**PROBLEM DESCRIPTION**
How many lines in the data below contain the string "tail"? Reply with the number alone.

☆ ☆ ☆ ☆ ☆ ☆ ☆

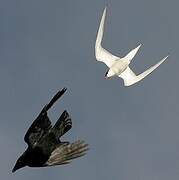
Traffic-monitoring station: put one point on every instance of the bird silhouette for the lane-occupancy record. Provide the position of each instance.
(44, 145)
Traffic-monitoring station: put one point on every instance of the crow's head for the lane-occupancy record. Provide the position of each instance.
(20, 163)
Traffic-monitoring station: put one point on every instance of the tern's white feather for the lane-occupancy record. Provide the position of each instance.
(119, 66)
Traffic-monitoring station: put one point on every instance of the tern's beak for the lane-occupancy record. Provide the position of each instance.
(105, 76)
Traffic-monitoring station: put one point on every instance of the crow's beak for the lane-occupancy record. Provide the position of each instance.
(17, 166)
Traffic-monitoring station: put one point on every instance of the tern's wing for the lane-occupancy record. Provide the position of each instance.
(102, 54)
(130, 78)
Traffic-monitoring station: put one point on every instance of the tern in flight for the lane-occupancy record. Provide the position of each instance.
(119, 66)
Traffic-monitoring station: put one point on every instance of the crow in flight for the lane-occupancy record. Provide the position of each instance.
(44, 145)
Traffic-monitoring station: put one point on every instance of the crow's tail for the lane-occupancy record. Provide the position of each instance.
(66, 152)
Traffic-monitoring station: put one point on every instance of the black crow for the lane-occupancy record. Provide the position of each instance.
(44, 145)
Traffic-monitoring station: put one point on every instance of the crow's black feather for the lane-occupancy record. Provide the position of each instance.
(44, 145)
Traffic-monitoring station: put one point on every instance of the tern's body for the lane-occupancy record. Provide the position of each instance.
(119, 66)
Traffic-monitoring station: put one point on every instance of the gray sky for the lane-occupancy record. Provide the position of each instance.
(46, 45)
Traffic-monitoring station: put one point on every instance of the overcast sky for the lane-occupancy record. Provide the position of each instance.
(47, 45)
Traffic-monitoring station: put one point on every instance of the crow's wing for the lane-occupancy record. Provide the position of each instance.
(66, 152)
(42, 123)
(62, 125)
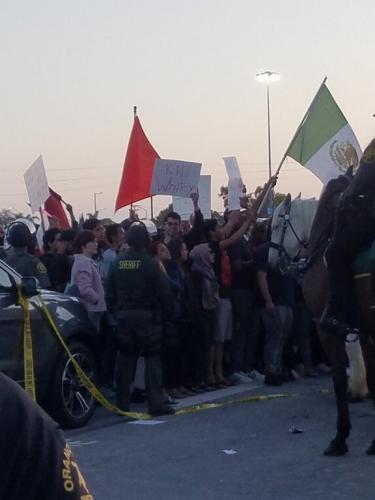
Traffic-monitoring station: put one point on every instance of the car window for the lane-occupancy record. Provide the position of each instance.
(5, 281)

☆ ☆ ☆ ☆ ☆ ☆ ☆

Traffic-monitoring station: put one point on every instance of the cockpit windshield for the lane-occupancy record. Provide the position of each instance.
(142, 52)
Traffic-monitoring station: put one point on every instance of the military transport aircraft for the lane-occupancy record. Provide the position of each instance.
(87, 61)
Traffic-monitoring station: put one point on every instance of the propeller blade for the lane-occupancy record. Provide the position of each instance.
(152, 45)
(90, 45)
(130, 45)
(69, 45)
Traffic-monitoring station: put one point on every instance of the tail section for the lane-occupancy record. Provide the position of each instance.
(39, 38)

☆ ☆ ☆ ☆ ☆ ☆ ☆

**EXPECTED ANSWER**
2